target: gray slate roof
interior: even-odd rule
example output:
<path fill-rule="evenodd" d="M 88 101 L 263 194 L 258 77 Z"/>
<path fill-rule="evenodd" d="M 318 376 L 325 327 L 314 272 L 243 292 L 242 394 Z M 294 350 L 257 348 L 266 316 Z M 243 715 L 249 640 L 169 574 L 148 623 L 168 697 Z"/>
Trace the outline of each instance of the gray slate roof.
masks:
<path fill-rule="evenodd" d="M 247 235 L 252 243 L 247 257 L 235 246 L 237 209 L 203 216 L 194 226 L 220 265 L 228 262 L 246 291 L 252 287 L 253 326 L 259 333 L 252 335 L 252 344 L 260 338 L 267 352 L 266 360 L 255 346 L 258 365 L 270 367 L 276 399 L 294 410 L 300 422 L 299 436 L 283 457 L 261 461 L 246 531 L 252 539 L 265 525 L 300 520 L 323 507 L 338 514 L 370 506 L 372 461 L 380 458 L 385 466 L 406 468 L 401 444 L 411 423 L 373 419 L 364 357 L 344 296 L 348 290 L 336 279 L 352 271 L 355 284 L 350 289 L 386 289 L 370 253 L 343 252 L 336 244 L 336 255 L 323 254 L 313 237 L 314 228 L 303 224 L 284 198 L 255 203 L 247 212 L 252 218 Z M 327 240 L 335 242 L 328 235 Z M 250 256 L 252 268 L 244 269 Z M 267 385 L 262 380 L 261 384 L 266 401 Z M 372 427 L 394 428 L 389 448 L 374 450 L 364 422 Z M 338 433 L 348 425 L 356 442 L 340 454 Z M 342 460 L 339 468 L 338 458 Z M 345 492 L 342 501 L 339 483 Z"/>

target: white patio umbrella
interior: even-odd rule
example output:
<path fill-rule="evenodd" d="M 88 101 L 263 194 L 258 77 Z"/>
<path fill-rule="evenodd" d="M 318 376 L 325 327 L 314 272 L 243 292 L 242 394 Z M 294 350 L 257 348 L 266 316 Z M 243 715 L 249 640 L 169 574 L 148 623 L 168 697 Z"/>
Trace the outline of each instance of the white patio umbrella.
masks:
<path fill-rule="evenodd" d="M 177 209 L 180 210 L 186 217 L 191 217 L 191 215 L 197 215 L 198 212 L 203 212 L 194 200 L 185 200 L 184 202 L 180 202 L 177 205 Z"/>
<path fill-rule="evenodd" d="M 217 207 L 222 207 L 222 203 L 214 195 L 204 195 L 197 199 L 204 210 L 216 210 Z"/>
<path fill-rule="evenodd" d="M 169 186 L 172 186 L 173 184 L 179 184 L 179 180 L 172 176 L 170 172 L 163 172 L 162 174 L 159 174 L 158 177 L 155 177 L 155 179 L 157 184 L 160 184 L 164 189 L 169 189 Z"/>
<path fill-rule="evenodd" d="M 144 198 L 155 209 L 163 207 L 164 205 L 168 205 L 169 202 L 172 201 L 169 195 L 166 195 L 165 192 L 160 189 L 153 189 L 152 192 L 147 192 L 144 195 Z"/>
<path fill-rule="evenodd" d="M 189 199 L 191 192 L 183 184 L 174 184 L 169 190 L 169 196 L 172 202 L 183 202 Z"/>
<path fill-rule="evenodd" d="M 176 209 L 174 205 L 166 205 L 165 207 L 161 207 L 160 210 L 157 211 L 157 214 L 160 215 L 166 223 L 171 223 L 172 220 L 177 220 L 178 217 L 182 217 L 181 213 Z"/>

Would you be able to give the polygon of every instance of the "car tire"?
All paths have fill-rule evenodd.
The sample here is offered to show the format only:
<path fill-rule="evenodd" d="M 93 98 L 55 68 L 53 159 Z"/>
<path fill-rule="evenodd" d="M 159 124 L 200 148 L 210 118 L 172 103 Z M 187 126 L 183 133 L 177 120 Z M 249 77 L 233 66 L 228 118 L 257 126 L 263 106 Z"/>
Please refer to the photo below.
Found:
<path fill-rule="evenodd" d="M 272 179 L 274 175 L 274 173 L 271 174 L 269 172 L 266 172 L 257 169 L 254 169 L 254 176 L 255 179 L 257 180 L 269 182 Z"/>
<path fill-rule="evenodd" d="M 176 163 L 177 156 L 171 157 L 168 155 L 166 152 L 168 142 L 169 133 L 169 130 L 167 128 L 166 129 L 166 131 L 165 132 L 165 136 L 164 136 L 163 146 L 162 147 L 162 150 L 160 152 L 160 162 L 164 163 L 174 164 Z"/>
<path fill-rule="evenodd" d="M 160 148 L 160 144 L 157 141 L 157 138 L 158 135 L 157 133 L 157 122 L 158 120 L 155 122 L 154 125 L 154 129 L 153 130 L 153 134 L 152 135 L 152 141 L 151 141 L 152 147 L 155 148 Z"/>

• **WHAT IS EXPECTED**
Give the listing above as a Markdown table with the columns Row and Line, numbering each line in order and leaving out the blank lines.

• **TASK SOLUTION**
| Row | Line |
|---|---|
| 1 | target: gray slate roof |
| 2 | interior: even-odd rule |
| 3 | example output: |
| 4 | <path fill-rule="evenodd" d="M 88 101 L 263 194 L 258 77 Z"/> |
| 5 | <path fill-rule="evenodd" d="M 318 376 L 325 327 L 314 272 L 243 292 L 242 394 Z M 294 350 L 257 348 L 266 316 Z M 243 715 L 249 640 L 169 574 L 148 623 L 168 697 Z"/> |
| 6 | Trace the outline of each instance of the gray slate roof. |
| 7 | masks: |
| 8 | <path fill-rule="evenodd" d="M 247 235 L 252 243 L 247 257 L 235 246 L 237 209 L 203 216 L 194 226 L 220 265 L 228 262 L 246 291 L 252 287 L 253 326 L 259 333 L 252 335 L 252 344 L 260 338 L 267 352 L 266 360 L 255 346 L 258 365 L 270 367 L 276 399 L 294 410 L 300 422 L 299 436 L 283 457 L 261 461 L 246 531 L 252 539 L 265 525 L 300 520 L 323 507 L 338 514 L 370 506 L 372 461 L 380 458 L 385 466 L 406 468 L 401 444 L 411 423 L 373 419 L 364 357 L 344 296 L 348 290 L 336 279 L 352 271 L 355 284 L 350 289 L 386 289 L 370 253 L 343 252 L 336 244 L 336 255 L 323 254 L 313 237 L 314 228 L 303 224 L 284 198 L 255 203 L 247 212 L 252 218 Z M 327 240 L 335 242 L 328 235 Z M 250 256 L 252 268 L 244 269 Z M 267 385 L 262 380 L 261 384 L 266 401 Z M 372 427 L 394 428 L 389 448 L 374 450 L 364 422 Z M 338 433 L 348 425 L 356 442 L 340 454 Z M 342 460 L 339 468 L 338 458 Z M 345 492 L 342 501 L 339 483 Z"/> |
| 9 | target: white patio umbrella |
| 10 | interior: even-odd rule |
| 11 | example output: |
| 12 | <path fill-rule="evenodd" d="M 88 101 L 263 194 L 258 77 Z"/> |
| 13 | <path fill-rule="evenodd" d="M 318 376 L 325 327 L 314 272 L 243 292 L 242 394 Z M 294 350 L 257 348 L 266 316 Z M 243 715 L 249 640 L 169 574 L 148 623 L 168 697 Z"/> |
| 14 | Trace the outline of each instance of the white patio umbrella. |
| 15 | masks: |
| 16 | <path fill-rule="evenodd" d="M 177 209 L 180 210 L 186 217 L 191 217 L 191 215 L 197 215 L 198 212 L 203 212 L 194 200 L 185 200 L 184 202 L 180 202 L 177 205 Z"/> |
| 17 | <path fill-rule="evenodd" d="M 217 207 L 222 207 L 222 203 L 214 195 L 204 195 L 197 199 L 204 210 L 216 210 Z"/> |
| 18 | <path fill-rule="evenodd" d="M 169 186 L 172 186 L 173 184 L 179 184 L 179 180 L 172 176 L 170 172 L 163 172 L 162 174 L 159 174 L 158 177 L 155 177 L 155 179 L 157 184 L 160 184 L 164 189 L 169 189 Z"/> |
| 19 | <path fill-rule="evenodd" d="M 144 198 L 155 209 L 163 207 L 164 205 L 168 205 L 169 202 L 172 201 L 169 195 L 166 195 L 165 192 L 160 189 L 153 189 L 152 192 L 147 192 L 144 195 Z"/> |
| 20 | <path fill-rule="evenodd" d="M 189 199 L 191 192 L 183 184 L 174 184 L 169 190 L 169 196 L 172 202 L 183 202 Z"/> |
| 21 | <path fill-rule="evenodd" d="M 176 209 L 174 205 L 166 205 L 165 207 L 161 207 L 160 210 L 157 211 L 157 214 L 160 215 L 166 223 L 171 223 L 172 220 L 177 220 L 178 217 L 182 217 L 181 213 Z"/> |
| 22 | Would you be able to give the polygon of every instance of the "car tire"? |
| 23 | All paths have fill-rule evenodd. |
| 24 | The sample here is offered to show the format only: |
| 25 | <path fill-rule="evenodd" d="M 93 98 L 55 68 L 53 159 Z"/> |
| 26 | <path fill-rule="evenodd" d="M 159 124 L 200 148 L 210 118 L 172 103 Z M 187 126 L 183 133 L 177 120 Z M 249 77 L 233 66 L 228 118 L 257 126 L 263 106 Z"/> |
| 27 | Please refer to the photo below. |
| 28 | Found: |
| 29 | <path fill-rule="evenodd" d="M 272 179 L 274 175 L 274 173 L 271 174 L 269 172 L 266 172 L 257 169 L 254 169 L 254 176 L 255 179 L 257 180 L 269 182 Z"/> |
| 30 | <path fill-rule="evenodd" d="M 176 163 L 177 156 L 171 157 L 168 155 L 166 152 L 168 142 L 169 133 L 169 130 L 167 128 L 166 129 L 166 131 L 165 132 L 165 136 L 164 136 L 163 146 L 162 147 L 162 150 L 160 152 L 160 162 L 164 163 L 174 164 Z"/> |
| 31 | <path fill-rule="evenodd" d="M 160 148 L 160 144 L 157 141 L 157 138 L 158 135 L 157 133 L 157 122 L 158 120 L 155 122 L 154 125 L 154 129 L 153 130 L 153 134 L 152 135 L 152 141 L 151 141 L 152 147 L 155 148 Z"/> |